*** Supplied material Section Begins ***

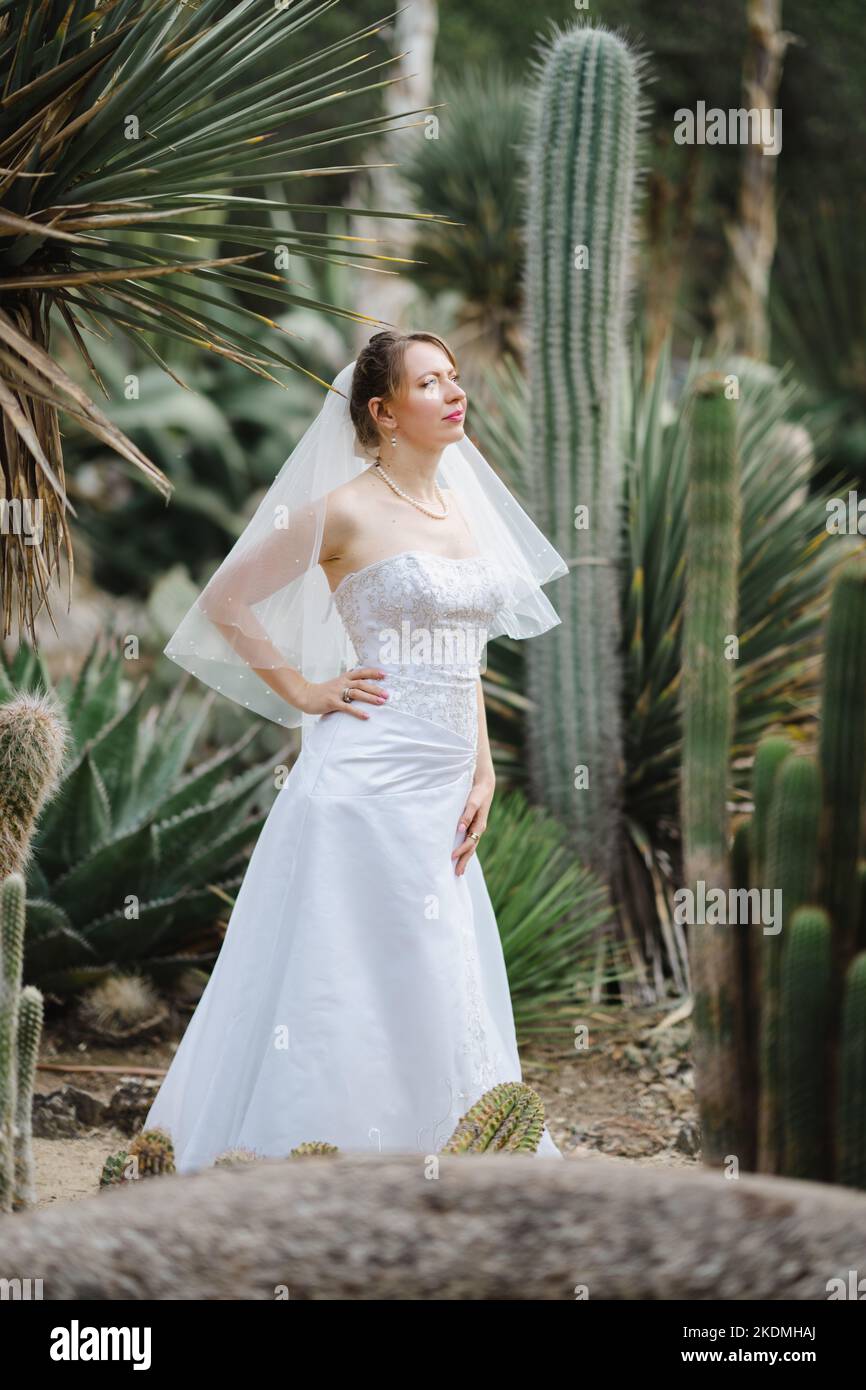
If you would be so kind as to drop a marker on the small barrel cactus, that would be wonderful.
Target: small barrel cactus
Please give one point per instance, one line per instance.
(510, 1118)
(153, 1153)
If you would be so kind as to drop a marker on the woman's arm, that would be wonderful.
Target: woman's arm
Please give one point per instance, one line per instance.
(481, 794)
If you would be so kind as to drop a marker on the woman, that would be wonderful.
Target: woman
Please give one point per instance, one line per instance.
(360, 994)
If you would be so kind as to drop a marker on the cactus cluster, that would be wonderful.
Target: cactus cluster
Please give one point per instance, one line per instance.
(150, 1154)
(806, 840)
(510, 1118)
(779, 1016)
(788, 1058)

*** Supplied material Section Ends ***

Output nothing but the records, word for word, and none of their pictures.

# Response area
If you would be so kind as to drop a marker on the small barrel cactus, that would be wonderful.
Target: small barrel cactus
Please give one point per instance, one line per instance.
(510, 1118)
(153, 1153)
If you would be so kind as to drop a marker on the woman's arm, that would be wonderful.
Target: woman's arm
Please give one point per instance, one line per instance.
(481, 794)
If you would be so kind as to drop a marker on the woman, that would be wonderful.
Target: woman
Please give one point per instance, one line per instance.
(360, 994)
If you would be so kind as to drop a marker on the cactus cluster, that would be wonderful.
Target: cactus cluster
Please give one point per instance, one line per instance.
(150, 1154)
(806, 840)
(510, 1118)
(779, 1016)
(788, 1058)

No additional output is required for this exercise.